Tasks to perform:
a) In the passage on extractive industries, rewrite the part that begins at the words "The extractive industries" and stops after "from extractive industries.", replacing "environmental conflicts" with "resource disputes".
b) Translate this sentence from the passage on extractive industries into Spanish: "We use research and advocacy to promote better human and environmental well-being in some of the world’s fiercely contested sites."

Quoted passage:
══════

Natural Resources and Extractive Industries

Natural Resources and Extractive Industries

The extractive industries are marked by environmental conflicts, with often complex interests and stakeholders leading to loss of landscapes and livelihoods. Unfortunately, these conflicts often remain unseen, perpetuating destructive social and environmental outcomes at local, national, and global scales. Through interdisciplinary partnerships, EPS strives to better understand local contexts and governance systems, in order to better align environmental and development goals from extractive industries.

We believe that positive changes mitigating natural resource conflicts requires both research and engagement with diverse local communities, companies, and governments. We use research and advocacy to promote better human and environmental well-being in some of the world’s fiercely contested sites.

══════

Data lines:
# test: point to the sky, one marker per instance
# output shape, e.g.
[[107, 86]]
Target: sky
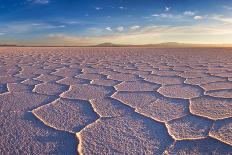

══════

Solutions to the exercise:
a)
The extractive industries are marked by resource disputes, with often complex interests and stakeholders leading to loss of landscapes and livelihoods. Unfortunately, these conflicts often remain unseen, perpetuating destructive social and environmental outcomes at local, national, and global scales. Through interdisciplinary partnerships, EPS strives to better understand local contexts and governance systems, in order to better align environmental and development goals from extractive industries.

b) Utilizamos la investigación y la incidencia para promover un mayor bienestar humano y ambiental en algunos de los lugares más ferozmente disputados del mundo.